Work request A:
According to the article on reconnecting after pandemic isolation, what does sex researcher Justin Garcia say this summer is going to be about?
Work request B:
In the article on reconnecting after pandemic isolation, condense the paragraph that begins "Being in isolation for so long" into a shorter version that keeps its main facts.

Page excerpt:
^^^^^^^^^^^^^^^^

Pandemic life has left us isolated, but now it’s time to re-connect.
With summer already here and “hot vaxxed summer” posts slowly overtaking our social media feeds, the thought of being intimate with others, even if you are fully vaxxed, is overwhelming. When we hear the word intimacy, we automatically think of sex, but it involves more than that. Intimacy means developing deep emotional relationships and closeness both romantically and platonically with others.
Despite the general eagerness to unleash our pent-up sexual tension after a year of pandemic isolation, putting ourselves back out there this summer - both physically and emotionally - is overall anxiety inducing. Luckily, you are not alone in this feeling and together we can begin to navigate being intimate with people outside of our little COVID bubbles.
Being in isolation for so long left many of us starving for human touch. Fortunately, it also gave us more time to figure out what we need out of our relationships as well as what we are willing to put into them. While a summer of casual sex is popping up in a slew of media articles, experts are saying differently. Sex-researcher, Justin Garcia, says this summer is going be about investing more in each other. Our collective loneliness this past year has changed how we approach our intimate relationships, leading us to desire deeper emotional connections beyond physical closeness.
To help you overcome your intimacy anxieties, we have a few tips and questions for you to ponder so you can live your best vaxxed life this summer. Before you can build the kind of meaningful connections you desire, it’s important to take a step back and look inside yourself.
In order to think about what you really want out of your relationships, ask yourself these questions:
Are you looking for something causal or are you ready to commit yourself more to others?
Personally, I’m manifesting some hot make-outs this summer. But sexual needs aside, I’m keeping an open mind about meeting potential partners.
What part of yourself are you willing to share with others while still staying true to your personal identity?
This involves practicing self-disclosure. For me, this means being vulnerable about my lack of experience in the dating world since high school.
What brings you joy? How can you meet people who like the same things as you?
I recently made it a goal to up-cycle more of my clothes. Joining a sewing class would be a great way to meet others also passionate about slow fashion.

^^^^^^^^^^^^^^^^

Records:
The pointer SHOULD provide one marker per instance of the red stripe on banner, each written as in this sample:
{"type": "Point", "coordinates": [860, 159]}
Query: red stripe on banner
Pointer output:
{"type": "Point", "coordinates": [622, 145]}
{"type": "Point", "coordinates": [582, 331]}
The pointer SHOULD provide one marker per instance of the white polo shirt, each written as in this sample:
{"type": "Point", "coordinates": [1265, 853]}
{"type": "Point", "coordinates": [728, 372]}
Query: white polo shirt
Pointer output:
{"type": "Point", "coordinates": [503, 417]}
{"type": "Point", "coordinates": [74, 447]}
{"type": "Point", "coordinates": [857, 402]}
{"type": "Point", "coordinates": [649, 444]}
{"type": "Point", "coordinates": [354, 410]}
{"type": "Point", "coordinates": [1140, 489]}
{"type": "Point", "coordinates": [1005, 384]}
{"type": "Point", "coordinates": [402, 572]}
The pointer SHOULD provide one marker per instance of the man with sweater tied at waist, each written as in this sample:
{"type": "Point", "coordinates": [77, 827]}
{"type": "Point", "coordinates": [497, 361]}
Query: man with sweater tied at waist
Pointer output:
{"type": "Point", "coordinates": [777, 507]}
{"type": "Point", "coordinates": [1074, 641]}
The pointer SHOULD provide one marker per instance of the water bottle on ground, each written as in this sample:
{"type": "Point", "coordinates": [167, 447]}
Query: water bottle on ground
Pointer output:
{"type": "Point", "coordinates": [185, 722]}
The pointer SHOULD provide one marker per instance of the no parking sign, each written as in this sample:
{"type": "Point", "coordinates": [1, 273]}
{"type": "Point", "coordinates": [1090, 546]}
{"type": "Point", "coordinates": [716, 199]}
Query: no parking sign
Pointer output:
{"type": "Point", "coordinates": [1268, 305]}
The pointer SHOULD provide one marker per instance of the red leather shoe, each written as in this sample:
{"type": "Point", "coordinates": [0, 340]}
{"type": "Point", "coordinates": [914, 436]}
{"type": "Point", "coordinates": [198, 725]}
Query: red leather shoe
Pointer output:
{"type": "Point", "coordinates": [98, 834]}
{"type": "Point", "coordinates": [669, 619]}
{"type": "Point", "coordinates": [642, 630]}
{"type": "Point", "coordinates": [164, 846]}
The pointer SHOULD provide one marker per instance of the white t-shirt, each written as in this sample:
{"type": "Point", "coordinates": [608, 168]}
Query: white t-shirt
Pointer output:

^^^^^^^^^^^^^^^^

Answer area A:
Investing more in each other.

Answer area B:
Long isolation left many people starving for human touch. It also gave them time to work out what they need from relationships and what they are willing to put into them. Many media articles predict a summer of casual sex, but sex researcher Justin Garcia says this summer will be about investing more in each other. A year of collective loneliness has changed how people approach intimate relationships, leading them to want deeper emotional connections beyond physical closeness.